Goal:
Could you retype, word for word, the lines of the material below, starting with the line containing "ceiling fan in" and going on through the line containing "<point>147,7</point>"?

* START Supplied records *

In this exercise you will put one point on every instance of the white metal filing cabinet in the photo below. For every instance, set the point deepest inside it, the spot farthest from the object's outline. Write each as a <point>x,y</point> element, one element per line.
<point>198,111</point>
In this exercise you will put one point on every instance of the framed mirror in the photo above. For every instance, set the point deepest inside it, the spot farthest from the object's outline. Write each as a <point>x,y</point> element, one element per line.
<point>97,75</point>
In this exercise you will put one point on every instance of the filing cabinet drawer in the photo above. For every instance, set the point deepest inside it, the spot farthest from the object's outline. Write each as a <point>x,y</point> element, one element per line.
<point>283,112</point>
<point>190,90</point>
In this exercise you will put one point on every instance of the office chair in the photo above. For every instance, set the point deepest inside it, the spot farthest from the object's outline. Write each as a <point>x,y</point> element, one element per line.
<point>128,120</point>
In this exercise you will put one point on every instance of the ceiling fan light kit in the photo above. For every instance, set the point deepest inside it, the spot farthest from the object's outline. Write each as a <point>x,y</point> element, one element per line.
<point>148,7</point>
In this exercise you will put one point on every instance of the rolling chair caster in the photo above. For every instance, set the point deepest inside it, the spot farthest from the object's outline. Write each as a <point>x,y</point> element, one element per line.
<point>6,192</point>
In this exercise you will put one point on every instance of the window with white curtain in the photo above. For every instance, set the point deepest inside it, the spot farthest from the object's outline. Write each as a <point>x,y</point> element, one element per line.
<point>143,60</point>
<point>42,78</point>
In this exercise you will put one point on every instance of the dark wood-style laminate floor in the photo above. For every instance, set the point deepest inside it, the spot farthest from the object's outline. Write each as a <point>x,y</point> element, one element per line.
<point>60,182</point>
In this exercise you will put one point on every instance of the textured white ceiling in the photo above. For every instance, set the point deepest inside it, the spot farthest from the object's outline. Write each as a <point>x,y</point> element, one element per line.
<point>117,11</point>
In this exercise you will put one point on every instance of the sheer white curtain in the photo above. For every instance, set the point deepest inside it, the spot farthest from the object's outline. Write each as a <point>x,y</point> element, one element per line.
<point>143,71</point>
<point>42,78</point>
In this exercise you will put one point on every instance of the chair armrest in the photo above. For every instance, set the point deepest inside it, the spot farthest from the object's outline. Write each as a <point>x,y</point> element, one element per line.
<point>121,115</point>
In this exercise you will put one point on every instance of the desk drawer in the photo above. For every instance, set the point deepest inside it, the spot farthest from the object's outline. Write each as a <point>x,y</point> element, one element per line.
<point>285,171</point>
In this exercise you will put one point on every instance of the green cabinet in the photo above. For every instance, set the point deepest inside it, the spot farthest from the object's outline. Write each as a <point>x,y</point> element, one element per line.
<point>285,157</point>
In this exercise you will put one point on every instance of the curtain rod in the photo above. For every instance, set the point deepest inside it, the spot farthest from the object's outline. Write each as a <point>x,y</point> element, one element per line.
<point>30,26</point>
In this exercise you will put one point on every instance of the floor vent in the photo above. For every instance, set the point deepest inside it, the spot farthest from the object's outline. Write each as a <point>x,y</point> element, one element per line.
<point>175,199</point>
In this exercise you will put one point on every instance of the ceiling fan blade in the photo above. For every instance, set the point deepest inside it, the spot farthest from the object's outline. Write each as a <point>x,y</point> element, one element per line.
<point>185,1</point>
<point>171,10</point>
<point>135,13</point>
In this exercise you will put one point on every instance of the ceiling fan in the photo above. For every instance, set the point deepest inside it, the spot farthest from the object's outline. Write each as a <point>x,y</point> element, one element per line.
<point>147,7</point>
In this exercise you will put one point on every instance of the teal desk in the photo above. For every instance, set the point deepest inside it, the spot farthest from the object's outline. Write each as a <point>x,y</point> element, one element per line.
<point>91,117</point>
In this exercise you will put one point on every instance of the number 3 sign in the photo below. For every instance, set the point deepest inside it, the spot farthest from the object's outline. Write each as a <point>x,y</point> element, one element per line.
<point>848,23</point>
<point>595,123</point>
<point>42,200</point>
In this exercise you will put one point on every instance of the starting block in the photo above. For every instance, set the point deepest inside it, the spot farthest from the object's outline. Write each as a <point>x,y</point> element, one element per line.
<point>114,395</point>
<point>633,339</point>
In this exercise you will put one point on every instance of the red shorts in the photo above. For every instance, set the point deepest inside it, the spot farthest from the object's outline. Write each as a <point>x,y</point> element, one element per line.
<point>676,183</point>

* END Supplied records *

Answer to this problem:
In this exercise you will put one point on every instance of the ceiling fan in the photo above. For every instance, set the point deepest inside it, the spot farthest from the object's outline. Write each as a <point>x,y</point> element, one element per line.
<point>147,7</point>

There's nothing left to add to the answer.